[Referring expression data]
++++++++++
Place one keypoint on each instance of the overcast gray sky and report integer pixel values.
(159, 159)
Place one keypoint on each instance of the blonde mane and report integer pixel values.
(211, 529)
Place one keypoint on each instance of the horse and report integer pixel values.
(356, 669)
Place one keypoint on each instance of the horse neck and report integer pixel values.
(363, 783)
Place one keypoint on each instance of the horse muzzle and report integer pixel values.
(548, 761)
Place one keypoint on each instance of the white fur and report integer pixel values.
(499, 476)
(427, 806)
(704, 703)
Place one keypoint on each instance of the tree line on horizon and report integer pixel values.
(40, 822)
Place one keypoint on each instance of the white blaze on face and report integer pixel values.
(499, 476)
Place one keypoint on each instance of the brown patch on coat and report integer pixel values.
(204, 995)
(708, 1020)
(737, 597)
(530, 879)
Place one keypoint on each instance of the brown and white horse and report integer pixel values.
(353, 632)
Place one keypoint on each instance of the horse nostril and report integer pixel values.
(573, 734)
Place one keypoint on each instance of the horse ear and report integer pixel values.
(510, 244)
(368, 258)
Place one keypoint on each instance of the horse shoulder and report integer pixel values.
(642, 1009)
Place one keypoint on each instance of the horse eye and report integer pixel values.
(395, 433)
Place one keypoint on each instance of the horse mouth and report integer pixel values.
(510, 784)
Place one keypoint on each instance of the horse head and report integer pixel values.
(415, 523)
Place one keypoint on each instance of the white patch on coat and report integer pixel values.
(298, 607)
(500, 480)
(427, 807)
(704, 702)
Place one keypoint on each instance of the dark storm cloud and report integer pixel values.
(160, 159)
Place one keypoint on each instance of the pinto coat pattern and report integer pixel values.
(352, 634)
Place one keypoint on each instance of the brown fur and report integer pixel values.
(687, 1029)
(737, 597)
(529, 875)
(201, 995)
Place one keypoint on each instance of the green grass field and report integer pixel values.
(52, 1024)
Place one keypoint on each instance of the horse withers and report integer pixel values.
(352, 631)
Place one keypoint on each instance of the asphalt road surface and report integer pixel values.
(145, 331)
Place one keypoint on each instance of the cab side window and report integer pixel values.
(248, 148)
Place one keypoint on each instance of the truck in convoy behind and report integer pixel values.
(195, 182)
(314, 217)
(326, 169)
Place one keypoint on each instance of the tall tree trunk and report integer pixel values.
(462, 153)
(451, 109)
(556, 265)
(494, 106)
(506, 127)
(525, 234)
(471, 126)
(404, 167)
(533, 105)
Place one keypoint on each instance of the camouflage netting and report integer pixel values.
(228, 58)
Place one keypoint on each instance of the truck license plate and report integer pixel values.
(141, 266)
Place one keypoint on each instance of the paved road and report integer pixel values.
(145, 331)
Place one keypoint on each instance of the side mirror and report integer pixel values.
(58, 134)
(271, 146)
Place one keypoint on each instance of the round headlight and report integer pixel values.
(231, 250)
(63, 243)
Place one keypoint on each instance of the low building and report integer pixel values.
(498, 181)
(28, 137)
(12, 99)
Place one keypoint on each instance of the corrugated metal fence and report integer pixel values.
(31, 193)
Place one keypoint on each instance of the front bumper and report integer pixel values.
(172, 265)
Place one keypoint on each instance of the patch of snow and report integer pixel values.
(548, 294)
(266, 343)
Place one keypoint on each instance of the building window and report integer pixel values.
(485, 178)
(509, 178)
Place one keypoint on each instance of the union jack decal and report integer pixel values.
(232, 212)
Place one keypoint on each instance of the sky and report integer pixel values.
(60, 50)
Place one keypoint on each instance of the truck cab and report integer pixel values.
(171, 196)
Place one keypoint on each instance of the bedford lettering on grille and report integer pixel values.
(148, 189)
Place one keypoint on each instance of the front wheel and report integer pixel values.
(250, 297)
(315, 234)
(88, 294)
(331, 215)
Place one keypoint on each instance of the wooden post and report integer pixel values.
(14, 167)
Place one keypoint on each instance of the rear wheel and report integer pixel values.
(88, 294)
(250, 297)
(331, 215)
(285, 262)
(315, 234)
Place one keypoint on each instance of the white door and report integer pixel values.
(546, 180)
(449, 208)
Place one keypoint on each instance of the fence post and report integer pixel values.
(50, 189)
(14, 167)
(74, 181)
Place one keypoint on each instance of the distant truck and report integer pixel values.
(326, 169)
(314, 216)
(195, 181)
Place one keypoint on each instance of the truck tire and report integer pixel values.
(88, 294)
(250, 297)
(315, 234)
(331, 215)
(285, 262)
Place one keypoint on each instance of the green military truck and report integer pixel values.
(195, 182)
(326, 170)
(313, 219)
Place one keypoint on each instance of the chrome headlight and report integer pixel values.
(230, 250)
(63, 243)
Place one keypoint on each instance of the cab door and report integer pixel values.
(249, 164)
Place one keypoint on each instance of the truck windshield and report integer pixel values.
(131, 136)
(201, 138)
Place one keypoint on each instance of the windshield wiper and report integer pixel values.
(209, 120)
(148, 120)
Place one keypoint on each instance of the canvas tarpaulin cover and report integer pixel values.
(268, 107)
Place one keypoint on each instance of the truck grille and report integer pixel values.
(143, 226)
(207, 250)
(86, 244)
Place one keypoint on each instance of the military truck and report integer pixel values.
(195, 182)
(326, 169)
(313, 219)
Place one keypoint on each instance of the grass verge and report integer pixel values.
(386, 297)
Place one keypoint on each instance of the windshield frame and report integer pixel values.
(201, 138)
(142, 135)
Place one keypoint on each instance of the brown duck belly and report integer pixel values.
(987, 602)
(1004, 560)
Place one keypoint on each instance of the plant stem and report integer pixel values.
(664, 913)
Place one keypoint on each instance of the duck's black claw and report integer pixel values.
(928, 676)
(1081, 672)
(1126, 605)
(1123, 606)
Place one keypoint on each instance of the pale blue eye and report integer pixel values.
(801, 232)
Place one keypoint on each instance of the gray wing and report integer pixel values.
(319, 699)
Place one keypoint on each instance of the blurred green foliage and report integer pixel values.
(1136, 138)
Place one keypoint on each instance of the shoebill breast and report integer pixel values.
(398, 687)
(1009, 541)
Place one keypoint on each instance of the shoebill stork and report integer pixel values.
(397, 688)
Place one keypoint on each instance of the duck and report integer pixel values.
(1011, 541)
++++++++++
Please return the span of lines above that opens with the one containing "Place one keypoint on each instance of the shoebill stork" and closes with the final line, both included, exactly as written and nothing more.

Place one keypoint on each instance of the shoebill stork and report integer pixel values.
(397, 688)
Place one keypoint on each instance of the duck and report integer pixel values.
(1011, 541)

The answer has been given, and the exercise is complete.